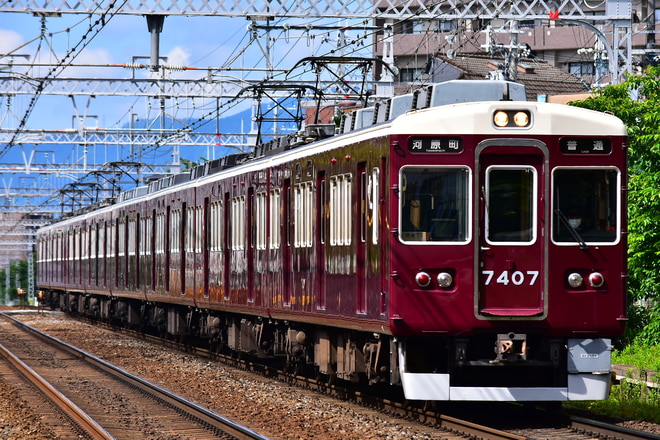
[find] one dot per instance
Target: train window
(275, 237)
(199, 230)
(340, 210)
(434, 204)
(302, 215)
(586, 205)
(238, 223)
(175, 233)
(132, 237)
(511, 194)
(261, 220)
(216, 226)
(189, 236)
(160, 233)
(374, 203)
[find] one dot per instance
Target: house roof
(539, 77)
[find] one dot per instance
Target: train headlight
(445, 279)
(596, 279)
(521, 119)
(501, 119)
(423, 279)
(575, 280)
(512, 118)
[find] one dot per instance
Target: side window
(340, 210)
(302, 214)
(238, 223)
(434, 204)
(586, 205)
(275, 237)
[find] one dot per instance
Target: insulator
(134, 66)
(175, 67)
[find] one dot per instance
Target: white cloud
(178, 57)
(10, 41)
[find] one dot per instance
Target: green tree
(637, 102)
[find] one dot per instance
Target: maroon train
(461, 250)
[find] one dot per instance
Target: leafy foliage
(637, 102)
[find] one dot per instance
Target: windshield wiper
(571, 229)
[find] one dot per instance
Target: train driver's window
(586, 205)
(434, 204)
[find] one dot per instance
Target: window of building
(581, 69)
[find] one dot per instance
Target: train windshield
(511, 204)
(434, 204)
(585, 205)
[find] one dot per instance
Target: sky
(198, 42)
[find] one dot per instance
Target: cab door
(511, 246)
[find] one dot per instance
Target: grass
(630, 400)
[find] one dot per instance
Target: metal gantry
(613, 20)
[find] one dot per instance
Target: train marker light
(596, 279)
(521, 119)
(501, 119)
(512, 118)
(445, 279)
(575, 280)
(423, 279)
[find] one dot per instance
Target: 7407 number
(518, 278)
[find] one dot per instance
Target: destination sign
(585, 145)
(435, 145)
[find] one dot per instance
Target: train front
(507, 278)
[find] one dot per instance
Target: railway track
(102, 401)
(538, 425)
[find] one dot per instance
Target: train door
(512, 205)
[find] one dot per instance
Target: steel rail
(203, 415)
(78, 416)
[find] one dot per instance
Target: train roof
(458, 102)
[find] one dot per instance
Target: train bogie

☆ ☆ ☆ ☆ ☆

» **EXERCISE DIRECTIONS**:
All lines above are to be restated word for word, with pictures excluded.

» **OUTPUT OF THE TASK**:
[find] one dot per instance
Target: train window
(275, 237)
(199, 230)
(340, 210)
(434, 204)
(302, 215)
(586, 205)
(238, 223)
(175, 233)
(132, 237)
(511, 194)
(261, 220)
(216, 226)
(189, 236)
(160, 233)
(374, 203)
[find] one dot per instance
Target: house roof
(539, 77)
[find] one dot per instance
Target: train headlight
(445, 279)
(596, 279)
(521, 119)
(501, 119)
(423, 279)
(575, 280)
(512, 118)
[find] one dot per instance
Target: side window
(340, 210)
(302, 214)
(238, 223)
(434, 204)
(586, 205)
(275, 237)
[find] one dot per instance
Target: insulator
(134, 66)
(175, 67)
[find] one dot per instance
Target: white cloud
(178, 57)
(10, 41)
[find] one dot per instance
Target: green tree
(637, 102)
[find] one dot per instance
Target: maroon train
(461, 250)
[find] one dot per instance
Target: leafy foliage
(637, 102)
[find] one dot per instance
Target: windshield wiper
(571, 229)
[find] one dot per instance
Target: train driver's window
(586, 205)
(434, 204)
[find] one dot per instance
Target: window of building
(581, 69)
[find] one dot per instance
Target: train windshield
(511, 204)
(434, 204)
(585, 205)
[find] one dot per instance
Target: sky
(198, 42)
[find] one dot per instance
Target: cab door
(511, 246)
[find] one dot per instance
Target: grass
(630, 400)
[find] one dot per instance
Target: metal gantry
(613, 20)
[find] one dot per instance
Target: train marker light
(596, 279)
(521, 119)
(501, 119)
(512, 118)
(445, 279)
(575, 280)
(423, 279)
[find] one dot per instance
Target: 7407 number
(518, 278)
[find] one dot per instance
Target: destination sign
(585, 145)
(435, 145)
[find] one dot per instance
Target: train front
(507, 278)
[find] one dot per instance
Target: railway track
(102, 401)
(538, 425)
[find] one dot per instance
Target: train door
(512, 205)
[find] one dot per instance
Target: steel rail
(203, 415)
(78, 416)
[find] one dot per instance
Target: train roof
(458, 102)
[find] one dot per instance
Target: train bogie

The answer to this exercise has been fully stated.